Dataset entries:
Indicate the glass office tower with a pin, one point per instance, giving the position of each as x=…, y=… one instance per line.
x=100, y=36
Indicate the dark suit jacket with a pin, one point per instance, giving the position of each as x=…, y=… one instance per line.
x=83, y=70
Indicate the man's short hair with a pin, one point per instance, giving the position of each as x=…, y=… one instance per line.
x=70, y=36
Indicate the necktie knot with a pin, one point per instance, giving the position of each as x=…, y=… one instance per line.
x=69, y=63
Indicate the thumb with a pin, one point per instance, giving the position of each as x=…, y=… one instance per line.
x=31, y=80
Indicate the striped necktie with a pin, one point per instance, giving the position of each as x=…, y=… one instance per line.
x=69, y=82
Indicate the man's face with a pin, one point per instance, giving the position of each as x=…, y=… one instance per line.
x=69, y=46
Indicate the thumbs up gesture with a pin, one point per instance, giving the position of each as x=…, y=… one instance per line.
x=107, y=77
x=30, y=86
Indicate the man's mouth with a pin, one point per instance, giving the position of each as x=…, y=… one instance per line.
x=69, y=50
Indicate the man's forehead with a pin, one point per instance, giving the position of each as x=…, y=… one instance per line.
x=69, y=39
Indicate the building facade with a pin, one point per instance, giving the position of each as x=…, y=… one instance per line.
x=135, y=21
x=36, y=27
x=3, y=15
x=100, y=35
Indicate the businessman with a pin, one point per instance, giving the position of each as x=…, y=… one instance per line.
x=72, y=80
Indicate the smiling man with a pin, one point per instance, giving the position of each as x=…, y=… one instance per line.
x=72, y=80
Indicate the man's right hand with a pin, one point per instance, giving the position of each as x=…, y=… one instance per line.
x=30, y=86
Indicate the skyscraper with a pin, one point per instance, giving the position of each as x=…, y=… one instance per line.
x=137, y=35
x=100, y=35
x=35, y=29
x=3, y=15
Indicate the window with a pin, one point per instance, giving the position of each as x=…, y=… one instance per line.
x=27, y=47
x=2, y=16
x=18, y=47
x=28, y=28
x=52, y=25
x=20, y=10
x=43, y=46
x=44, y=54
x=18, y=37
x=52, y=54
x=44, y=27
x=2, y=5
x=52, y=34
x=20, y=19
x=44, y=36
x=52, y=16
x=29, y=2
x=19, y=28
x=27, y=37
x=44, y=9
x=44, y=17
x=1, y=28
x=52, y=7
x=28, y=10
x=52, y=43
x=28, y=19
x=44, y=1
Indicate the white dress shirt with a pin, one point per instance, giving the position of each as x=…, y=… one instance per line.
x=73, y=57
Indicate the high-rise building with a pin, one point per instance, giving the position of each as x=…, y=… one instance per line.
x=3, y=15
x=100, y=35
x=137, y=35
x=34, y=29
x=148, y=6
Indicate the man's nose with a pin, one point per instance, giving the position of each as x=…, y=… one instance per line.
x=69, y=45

__INSTRUCTIONS FOR THE TASK__
Reproduce all of the records exactly.

__EXPECTED ANSWER__
Indicate the glass office tower with a pin, one point per instance, giving the position of each as x=…, y=… one instance per line.
x=100, y=36
Indicate the dark suit jacket with a pin, one point per instance, giving the position of each as x=…, y=… one instance per line.
x=83, y=70
Indicate the man's short hair with a pin, one point per instance, giving the position of each as x=…, y=… one instance per line.
x=70, y=36
Indicate the necktie knot with a pin, one point per instance, giving the position of each as x=…, y=… one instance per line.
x=69, y=63
Indicate the thumb with a pin, one point per instance, giving the position of each as x=…, y=… one instance per line.
x=31, y=80
Indicate the striped necktie with a pin, one point per instance, giving the position of each as x=…, y=… one instance per line.
x=69, y=82
Indicate the man's face with a pin, one point per instance, giving the position of each as x=…, y=… one instance per line.
x=69, y=46
Indicate the thumbs up gesture with a pin, one point per instance, giving the position of each as x=…, y=… one instance per line.
x=107, y=77
x=30, y=86
Indicate the man's mouth with a pin, one point per instance, giving the position of each as x=…, y=… one instance per line.
x=69, y=50
Indicate the man's forehead with a pin, one point per instance, giving the position of each as x=…, y=… one instance per line.
x=69, y=39
Indicate the building facade with a pin, one point per instance, giving the position of each as x=…, y=… one instance per line.
x=135, y=21
x=36, y=27
x=3, y=15
x=100, y=35
Indicate the businessman with a pin, one point per instance, giving the position of each as x=…, y=… one instance per line.
x=72, y=80
Indicate the smiling man with a pin, one point per instance, giving the position of each as x=…, y=… one instance per line.
x=72, y=80
Indicate the man's right hand with a pin, one point per instance, giving the position of each as x=…, y=… one instance per line.
x=30, y=86
Indicate the skyscraper with a pin, one point per instance, giving the position of each as x=…, y=… one instance per line.
x=137, y=35
x=100, y=35
x=35, y=29
x=3, y=15
Indicate the window with a pin, one point per instance, giving the position of each as x=…, y=… one instance per line.
x=27, y=47
x=2, y=16
x=18, y=47
x=28, y=28
x=52, y=25
x=20, y=10
x=43, y=46
x=44, y=54
x=18, y=37
x=52, y=54
x=44, y=27
x=2, y=5
x=52, y=34
x=20, y=19
x=44, y=36
x=52, y=16
x=29, y=2
x=19, y=28
x=27, y=37
x=44, y=9
x=44, y=17
x=1, y=28
x=52, y=7
x=28, y=10
x=52, y=43
x=28, y=19
x=44, y=1
Indicate the white dress shirt with a pin, one point per instance, giving the position of each as x=…, y=… one instance per line.
x=73, y=57
Indicate the high-rise building with a pin, one point per instance, giving the position of each as x=…, y=… one instance per line.
x=3, y=15
x=100, y=35
x=137, y=35
x=34, y=29
x=148, y=6
Indicate the man's nose with a pin, one point per instance, giving the position of each as x=…, y=… one instance per line.
x=69, y=45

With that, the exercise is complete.